* _Requirements_
Reproduce all of the items below, switching "pizzeria" to "restaurant" wherever it occurs and keeping everything else unchanged.

* _Working data_
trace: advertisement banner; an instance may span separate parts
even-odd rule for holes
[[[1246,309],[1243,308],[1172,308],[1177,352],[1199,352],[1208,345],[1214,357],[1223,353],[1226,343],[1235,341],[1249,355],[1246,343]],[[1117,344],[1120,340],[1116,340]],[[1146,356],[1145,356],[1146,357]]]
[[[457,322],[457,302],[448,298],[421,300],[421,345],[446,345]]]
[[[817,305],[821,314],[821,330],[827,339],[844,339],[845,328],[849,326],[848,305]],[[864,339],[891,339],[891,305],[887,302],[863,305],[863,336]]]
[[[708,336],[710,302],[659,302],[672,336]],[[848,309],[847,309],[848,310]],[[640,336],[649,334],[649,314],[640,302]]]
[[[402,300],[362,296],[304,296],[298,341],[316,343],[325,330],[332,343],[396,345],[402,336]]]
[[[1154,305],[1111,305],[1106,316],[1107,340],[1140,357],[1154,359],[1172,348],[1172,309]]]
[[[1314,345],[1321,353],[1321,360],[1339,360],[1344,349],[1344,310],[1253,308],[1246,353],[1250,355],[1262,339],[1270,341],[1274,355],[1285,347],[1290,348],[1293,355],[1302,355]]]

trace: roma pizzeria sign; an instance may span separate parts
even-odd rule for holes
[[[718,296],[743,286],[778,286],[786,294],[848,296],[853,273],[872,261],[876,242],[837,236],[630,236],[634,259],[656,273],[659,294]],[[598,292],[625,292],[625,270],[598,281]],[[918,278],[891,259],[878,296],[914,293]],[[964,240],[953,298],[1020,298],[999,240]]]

* _Finished answer_
trace: advertisement banner; an instance may span separate parts
even-odd rule for holes
[[[1246,309],[1243,308],[1172,308],[1177,352],[1199,352],[1208,345],[1214,357],[1223,353],[1226,343],[1235,341],[1249,355],[1246,343]],[[1117,344],[1120,340],[1116,340]],[[1146,356],[1145,356],[1146,357]]]
[[[457,322],[457,302],[448,298],[421,300],[421,345],[446,345]]]
[[[817,305],[821,314],[821,330],[827,339],[844,339],[845,328],[849,326],[848,305]],[[864,339],[891,339],[891,305],[887,302],[863,305],[863,336]]]
[[[708,336],[710,302],[659,302],[672,336]],[[848,309],[847,309],[848,310]],[[640,336],[649,334],[649,314],[640,302]]]
[[[402,300],[362,296],[304,296],[298,341],[316,343],[325,330],[332,343],[396,345],[402,336]]]
[[[1154,305],[1111,305],[1106,316],[1107,340],[1140,357],[1154,359],[1172,348],[1172,309]]]
[[[1314,345],[1321,353],[1321,360],[1339,360],[1344,349],[1344,310],[1253,308],[1246,353],[1250,355],[1262,339],[1270,341],[1274,355],[1285,347],[1290,348],[1293,355],[1302,355]]]

trace: roma restaurant sign; an instance may span separate parts
even-odd rule for holes
[[[718,296],[743,286],[778,286],[786,294],[848,296],[853,273],[872,261],[876,242],[837,236],[630,236],[634,259],[656,273],[659,294]],[[598,292],[625,292],[625,270],[598,281]],[[918,278],[891,259],[878,296],[914,293]],[[964,240],[953,298],[1020,298],[999,240]]]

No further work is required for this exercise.